Latihan 1
Jawab pertanyaan berikut berdasarkan teks pilihan.
(a) Di dusun mana warung bakmi milik Nur Sulaiman berada?
(b) Pada hari dan tanggal berapa Udin dianiaya?
(c) Apa yang sedang dikerjakan Marsiyem ketika pintu rumah Udin diketuk?

Teks Pilihan
• • •

Baca berita dengan sedikit iklan, klik di sini

Arsip

Hari-hari yang Janggal

Tamu tak diundang menyasar rumah Fuad Muhammad Syafruddin alias Udin pada malam-malam sebelum ia dianiaya hingga tewas. Beberapa orang bertandang ke kantor harian Bernas di Yogyakarta mencari dia. Memo Bupati Bantul Sri Roso Sudarmo berbicara tentang berita yang ditulis Udin. Betapa janggal dan tak wajar hari-hari yang dirasakan orang-orang di sekitar Udin menjelang petaka berdarah itu. Kejanggalan yang masih kental bahkan setelah Udin tiada. Darah pun dilarung….

10 November 2014 | 00.00 WIB

Image of Tempo
Perbesar

Baca berita dengan sedikit iklan, klik di sini

Tamu-tamu Misterius di Patalan
Kejadian janggal beruntun menjelang Udin dianiaya. Beberapa orang memiliki ciri yang sama.


MALAM semakin larut di Dusun Samalo. Warung bakmi milik Nur Sulaiman mulai sepi. Jalan di depan warungnya di Desa Patalan yang menghubungkan Yogyakarta ke Parangtritis, Bantul, juga lengang.

Ketika Nur sedang duduk santai ditemani Ponikem yang membantunya menjajakan makanan, seorang lelaki datang dengan mengenakan helm cakil. Kemeja putihnya dimasukkan ke celana jins. Karena tertutup pelindung kepala, wajah tamu tersebut tak dapat dikenali dengan jelas oleh Nur.

Dalam bahasa Jawa, lelaki yang terlihat kekar dan tinggi besar itu bertanya apakah Udin sudah pulang. Udin yang dimaksudnya adalah wartawan harian Bernas Fuad Muhammad Syafruddin, yang rumah kontrakannya berada di seberang jalan warung bakmi Nur Sulaiman.

Ponikem menjawab bahwa Udin belum pulang. Pria itu lantas pergi. Ia menghampiri seorang lelaki yang menunggunya di sebelah selatan warung. Berboncengan, mereka tancap gas. "Kendelan le nunggang motor (berani naik motor dengan laju cepat). Mereka pergi ke utara," kata Nur ketika ditemui Tempo, awal September lalu. Kisah perempuan 65 tahun itu adalah peristiwa sebelum Udin dianiaya pada Selasa malam, 13 Agustus 1996.

Malam itu, berselang satu jam setelah dua orang tadi meninggalkan warung, sekitar pukul 22.30 pintu rumah Udin diketuk. Di dalam, Udin sedang asyik bermain catur di komputernya sepulang dari kantor. Marsiyem, istri Udin, yang tengah menggosok pakaian, beranjak membukakan pintu.

• • •

Cuplikan Data

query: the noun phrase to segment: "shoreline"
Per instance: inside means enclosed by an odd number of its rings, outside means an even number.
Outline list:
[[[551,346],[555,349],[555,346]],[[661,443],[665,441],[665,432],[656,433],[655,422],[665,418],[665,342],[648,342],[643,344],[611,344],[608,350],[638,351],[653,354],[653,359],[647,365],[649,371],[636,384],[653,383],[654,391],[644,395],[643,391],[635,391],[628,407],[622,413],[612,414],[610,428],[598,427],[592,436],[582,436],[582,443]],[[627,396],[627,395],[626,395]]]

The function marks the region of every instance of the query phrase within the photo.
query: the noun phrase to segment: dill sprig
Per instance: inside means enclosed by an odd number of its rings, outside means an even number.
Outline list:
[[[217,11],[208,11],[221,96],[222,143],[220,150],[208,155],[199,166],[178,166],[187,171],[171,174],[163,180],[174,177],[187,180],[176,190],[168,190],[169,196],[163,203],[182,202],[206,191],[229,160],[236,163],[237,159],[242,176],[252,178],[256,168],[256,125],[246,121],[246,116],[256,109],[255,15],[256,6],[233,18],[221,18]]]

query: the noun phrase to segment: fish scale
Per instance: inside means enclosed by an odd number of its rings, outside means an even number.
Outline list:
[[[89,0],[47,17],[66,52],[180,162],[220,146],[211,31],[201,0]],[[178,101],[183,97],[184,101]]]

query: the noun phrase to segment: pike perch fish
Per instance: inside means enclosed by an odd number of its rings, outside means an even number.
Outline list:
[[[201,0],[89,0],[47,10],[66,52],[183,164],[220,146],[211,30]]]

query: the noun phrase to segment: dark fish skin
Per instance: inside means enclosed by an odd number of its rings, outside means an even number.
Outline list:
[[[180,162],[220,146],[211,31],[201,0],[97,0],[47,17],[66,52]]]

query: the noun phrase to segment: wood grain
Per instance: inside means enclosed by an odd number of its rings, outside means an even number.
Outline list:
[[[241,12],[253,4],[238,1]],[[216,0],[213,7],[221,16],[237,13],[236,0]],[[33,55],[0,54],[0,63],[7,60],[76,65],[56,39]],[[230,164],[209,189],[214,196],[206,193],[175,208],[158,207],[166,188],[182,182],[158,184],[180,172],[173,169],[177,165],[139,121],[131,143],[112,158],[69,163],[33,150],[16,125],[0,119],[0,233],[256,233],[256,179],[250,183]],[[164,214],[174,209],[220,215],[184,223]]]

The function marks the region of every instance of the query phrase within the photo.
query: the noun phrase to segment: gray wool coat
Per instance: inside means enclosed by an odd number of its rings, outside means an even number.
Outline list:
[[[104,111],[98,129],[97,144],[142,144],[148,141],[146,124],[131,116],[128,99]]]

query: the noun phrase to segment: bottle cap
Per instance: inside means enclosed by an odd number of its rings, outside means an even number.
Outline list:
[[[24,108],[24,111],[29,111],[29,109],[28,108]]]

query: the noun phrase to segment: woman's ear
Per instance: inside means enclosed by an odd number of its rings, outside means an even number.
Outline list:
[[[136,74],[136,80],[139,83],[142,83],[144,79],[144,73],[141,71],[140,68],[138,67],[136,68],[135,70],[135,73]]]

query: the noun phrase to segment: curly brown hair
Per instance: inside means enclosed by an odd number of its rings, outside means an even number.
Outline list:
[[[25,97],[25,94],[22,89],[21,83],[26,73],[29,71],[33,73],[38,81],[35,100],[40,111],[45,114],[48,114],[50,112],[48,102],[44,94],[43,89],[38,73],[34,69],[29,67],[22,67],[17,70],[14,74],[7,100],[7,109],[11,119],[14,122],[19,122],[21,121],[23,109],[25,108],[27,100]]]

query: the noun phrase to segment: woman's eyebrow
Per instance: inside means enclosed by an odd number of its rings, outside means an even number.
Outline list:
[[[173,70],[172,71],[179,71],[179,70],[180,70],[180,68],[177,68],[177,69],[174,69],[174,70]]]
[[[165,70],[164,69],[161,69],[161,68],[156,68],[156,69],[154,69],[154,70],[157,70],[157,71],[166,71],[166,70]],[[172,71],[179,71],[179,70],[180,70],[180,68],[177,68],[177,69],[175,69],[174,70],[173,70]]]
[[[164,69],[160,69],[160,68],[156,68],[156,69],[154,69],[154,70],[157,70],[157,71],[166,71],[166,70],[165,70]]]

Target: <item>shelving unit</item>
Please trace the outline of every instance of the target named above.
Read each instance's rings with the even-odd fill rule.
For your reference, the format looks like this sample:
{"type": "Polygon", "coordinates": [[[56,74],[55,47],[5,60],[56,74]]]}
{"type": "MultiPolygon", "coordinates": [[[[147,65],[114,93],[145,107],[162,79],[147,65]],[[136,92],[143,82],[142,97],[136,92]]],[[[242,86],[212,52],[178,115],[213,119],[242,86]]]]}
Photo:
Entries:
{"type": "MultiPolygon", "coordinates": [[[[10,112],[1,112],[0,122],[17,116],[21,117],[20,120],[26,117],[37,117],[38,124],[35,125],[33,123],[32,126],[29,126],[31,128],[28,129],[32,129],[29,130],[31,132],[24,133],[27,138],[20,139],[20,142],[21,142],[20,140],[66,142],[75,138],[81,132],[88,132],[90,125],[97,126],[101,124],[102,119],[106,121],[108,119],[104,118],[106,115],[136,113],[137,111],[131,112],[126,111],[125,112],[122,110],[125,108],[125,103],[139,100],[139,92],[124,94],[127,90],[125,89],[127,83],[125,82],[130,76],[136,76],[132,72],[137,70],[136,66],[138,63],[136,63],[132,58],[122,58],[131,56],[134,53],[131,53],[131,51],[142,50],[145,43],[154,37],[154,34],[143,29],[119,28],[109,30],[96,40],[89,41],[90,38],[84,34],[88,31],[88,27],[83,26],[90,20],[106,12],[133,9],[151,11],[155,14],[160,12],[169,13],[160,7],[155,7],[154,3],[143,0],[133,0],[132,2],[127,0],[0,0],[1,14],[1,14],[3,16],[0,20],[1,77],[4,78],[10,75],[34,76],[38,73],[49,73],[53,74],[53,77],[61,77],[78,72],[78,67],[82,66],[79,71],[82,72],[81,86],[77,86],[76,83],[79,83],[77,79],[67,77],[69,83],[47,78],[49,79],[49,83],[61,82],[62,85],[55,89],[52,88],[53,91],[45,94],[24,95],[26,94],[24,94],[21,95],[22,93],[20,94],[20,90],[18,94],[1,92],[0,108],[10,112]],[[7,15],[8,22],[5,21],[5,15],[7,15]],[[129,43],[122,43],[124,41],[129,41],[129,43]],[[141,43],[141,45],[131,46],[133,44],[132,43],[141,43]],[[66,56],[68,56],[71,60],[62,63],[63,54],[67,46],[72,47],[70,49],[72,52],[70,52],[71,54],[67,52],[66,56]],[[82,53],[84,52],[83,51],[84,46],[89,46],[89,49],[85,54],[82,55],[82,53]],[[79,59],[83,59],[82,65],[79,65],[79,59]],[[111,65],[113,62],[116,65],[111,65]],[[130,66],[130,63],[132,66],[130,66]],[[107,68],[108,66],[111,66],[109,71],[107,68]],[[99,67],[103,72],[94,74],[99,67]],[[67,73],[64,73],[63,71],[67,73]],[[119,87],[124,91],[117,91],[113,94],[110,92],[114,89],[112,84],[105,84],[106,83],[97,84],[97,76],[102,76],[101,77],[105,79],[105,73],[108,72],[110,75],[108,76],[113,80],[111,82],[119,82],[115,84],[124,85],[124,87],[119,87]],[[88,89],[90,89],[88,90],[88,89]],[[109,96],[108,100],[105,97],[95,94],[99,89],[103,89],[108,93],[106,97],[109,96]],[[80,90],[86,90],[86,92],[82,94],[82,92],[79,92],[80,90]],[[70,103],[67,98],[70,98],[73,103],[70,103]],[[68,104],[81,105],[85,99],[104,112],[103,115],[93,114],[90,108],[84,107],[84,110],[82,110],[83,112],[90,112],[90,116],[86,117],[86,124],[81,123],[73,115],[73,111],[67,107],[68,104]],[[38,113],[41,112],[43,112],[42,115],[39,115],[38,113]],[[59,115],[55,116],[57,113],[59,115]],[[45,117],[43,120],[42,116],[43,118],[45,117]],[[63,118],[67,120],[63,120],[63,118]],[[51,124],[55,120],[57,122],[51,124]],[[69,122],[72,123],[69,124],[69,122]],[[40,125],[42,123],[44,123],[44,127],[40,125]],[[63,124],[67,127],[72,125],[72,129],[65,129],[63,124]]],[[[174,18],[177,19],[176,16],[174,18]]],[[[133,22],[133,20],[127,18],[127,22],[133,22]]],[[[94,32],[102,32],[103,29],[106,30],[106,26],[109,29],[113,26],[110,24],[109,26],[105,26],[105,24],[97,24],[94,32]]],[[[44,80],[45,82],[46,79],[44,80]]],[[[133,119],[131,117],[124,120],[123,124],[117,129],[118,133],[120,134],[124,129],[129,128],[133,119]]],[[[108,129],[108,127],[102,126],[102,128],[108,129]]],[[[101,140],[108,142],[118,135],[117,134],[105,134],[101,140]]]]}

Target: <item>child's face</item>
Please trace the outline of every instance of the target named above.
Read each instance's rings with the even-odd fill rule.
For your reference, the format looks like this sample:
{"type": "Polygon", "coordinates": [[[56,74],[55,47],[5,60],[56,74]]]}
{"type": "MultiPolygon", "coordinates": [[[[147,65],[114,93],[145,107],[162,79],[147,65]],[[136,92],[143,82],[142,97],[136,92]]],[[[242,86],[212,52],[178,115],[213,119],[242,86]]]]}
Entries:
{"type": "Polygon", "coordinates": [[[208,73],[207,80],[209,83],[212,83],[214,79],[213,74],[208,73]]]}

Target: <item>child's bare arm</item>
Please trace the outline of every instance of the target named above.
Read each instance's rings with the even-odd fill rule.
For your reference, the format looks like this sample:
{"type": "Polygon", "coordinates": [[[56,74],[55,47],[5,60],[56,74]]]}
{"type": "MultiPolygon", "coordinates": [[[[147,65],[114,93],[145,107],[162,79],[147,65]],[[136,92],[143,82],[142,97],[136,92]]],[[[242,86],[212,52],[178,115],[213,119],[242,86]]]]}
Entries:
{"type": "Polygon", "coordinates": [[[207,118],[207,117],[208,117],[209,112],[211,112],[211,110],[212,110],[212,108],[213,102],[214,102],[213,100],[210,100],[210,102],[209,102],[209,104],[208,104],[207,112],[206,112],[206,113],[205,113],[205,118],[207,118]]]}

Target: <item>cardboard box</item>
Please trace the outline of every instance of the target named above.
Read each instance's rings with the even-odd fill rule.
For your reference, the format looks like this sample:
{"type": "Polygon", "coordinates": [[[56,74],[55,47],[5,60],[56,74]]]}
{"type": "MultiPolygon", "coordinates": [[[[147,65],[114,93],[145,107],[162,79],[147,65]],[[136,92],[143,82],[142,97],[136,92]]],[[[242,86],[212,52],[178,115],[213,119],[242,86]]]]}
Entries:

• • •

Latihan 2
Tuliskan kembali tanpa perubahan baris-baris data, mulai dari baris yang memuat "Target: <item>child's face</item>" dan berakhir pada baris data terakhir.

Hasil Tugas 1
(a) Dusun Samalo.
(b) Selasa malam, 13 Agustus 1996.
(c) Menggosok pakaian.

Hasil Tugas 2
Target: <item>child's face</item>
Please trace the outline of every instance of the target named above.
Read each instance's rings with the even-odd fill rule.
For your reference, the format looks like this sample:
{"type": "Polygon", "coordinates": [[[56,74],[55,47],[5,60],[56,74]]]}
{"type": "MultiPolygon", "coordinates": [[[[147,65],[114,93],[145,107],[162,79],[147,65]],[[136,92],[143,82],[142,97],[136,92]]],[[[242,86],[212,52],[178,115],[213,119],[242,86]]]]}
Entries:
{"type": "Polygon", "coordinates": [[[208,73],[207,80],[209,83],[212,83],[214,79],[213,74],[208,73]]]}

Target: <item>child's bare arm</item>
Please trace the outline of every instance of the target named above.
Read each instance's rings with the even-odd fill rule.
For your reference, the format looks like this sample:
{"type": "Polygon", "coordinates": [[[56,74],[55,47],[5,60],[56,74]]]}
{"type": "MultiPolygon", "coordinates": [[[[147,65],[114,93],[145,107],[162,79],[147,65]],[[136,92],[143,82],[142,97],[136,92]]],[[[242,86],[212,52],[178,115],[213,119],[242,86]]]]}
Entries:
{"type": "Polygon", "coordinates": [[[207,118],[207,117],[208,117],[209,112],[211,112],[211,110],[212,110],[212,108],[213,102],[214,102],[213,100],[210,100],[210,102],[209,102],[209,104],[208,104],[207,112],[206,112],[206,113],[205,113],[205,118],[207,118]]]}

Target: <item>cardboard box</item>
Please trace the outline of every instance of the target named above.
Read each instance's rings with the even-odd fill rule.
For your reference, the format looks like this sample:
{"type": "Polygon", "coordinates": [[[56,74],[55,47],[5,60],[56,74]]]}
{"type": "MultiPolygon", "coordinates": [[[[147,65],[114,93],[145,107],[162,79],[147,65]],[[136,92],[143,82],[142,97],[136,92]]],[[[242,86],[212,52],[178,115],[213,119],[242,86]]]]}
Entries:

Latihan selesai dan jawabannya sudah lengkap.